[GIVEN TEXT]
User talk:Eequor/Archives/Natives
There are numerous articles and talk pages in wikipedia where people are extremely sensitive to word usage, especially terms related to sexual identities and political sensitivities and we normally bend over backward to avoid offense. Should I infer from your label and your text removal that you think I belong to a group not privileged to object when an exclusionary and inaccurate label is used?
Would you mind sharing with us how many generations of ancestors one needs to have to be a native American? You need a history lesson. The term Native American was used from the early 19th century to the early 20th by xenophobic and racist political parties in the US. In the early 19th century they were concerned about dilution of "Native American" stock by recent Dutch and German immigrants, by midcentury it was the Irish, and by the early 20th it was the Italians and eastern Europeans who constituted the "racial threat." All evidence suggests there have been repeated migrations into the Americas from both directions over the last 15-30 000 years or so, wave after wave. Each wave accommodates the next with anxiety and distrust, but labels that distinguish "native" racial groups from immigrants have a very ugly history and display a combination of ignorance and bigotry. The recentness with which a group sees itself as the "natives" rather than the "immigrants" varies from group to group, often with little regard to what evidence of history we have. The term seems even nastier if you think about how terms like "native ____" have been used in Europe to isolate "non-native" groups for ethnic cleansing or wholesale slaughter no matter how many generations families lived in a country. "Native American" remains an inaccurate, divisive, and disrespectful claim to racial privilege.
Do you normally see yourself as sensitive to exclusionary labels by groups? You have just decided that my objection and explanation needed to be expunged from the community. This was a hostile and disparaging thing to do. Please remember doing it the next time you engage in an argument over respectful terminology for some group of people. Alteripse 05:41, 13 Sep 2004 (UTC)
- I'm confused as to why you would think I was reacting to you specifically, considering that there were other participants in the discussion.
- Tell me you really weren't and I'll even apologize for my temporary annoyance. Alteripse 16:33, 13 Sep 2004 (UTC)

Position identification records:
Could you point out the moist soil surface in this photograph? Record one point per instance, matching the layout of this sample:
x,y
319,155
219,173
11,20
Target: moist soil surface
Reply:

[PROBLEM SET]
1/ Give the talk page again between "Do you normally" and "in the discussion.", inclusive, swapping "hostile" for "unfriendly".
2/ Turn the lines of the position identification rows into a numbered list, skipping any blank lines.

[ANSWER SET]
1/
Do you normally see yourself as sensitive to exclusionary labels by groups? You have just decided that my objection and explanation needed to be expunged from the community. This was a unfriendly and disparaging thing to do. Please remember doing it the next time you engage in an argument over respectful terminology for some group of people. Alteripse 05:41, 13 Sep 2004 (UTC)
- I'm confused as to why you would think I was reacting to you specifically, considering that there were other participants in the discussion.

2/
1. Could you point out the moist soil surface in this photograph? Record one point per instance, matching the layout of this sample:
2. x,y
3. 319,155
4. 219,173
5. 11,20
6. Target: moist soil surface
7. Reply:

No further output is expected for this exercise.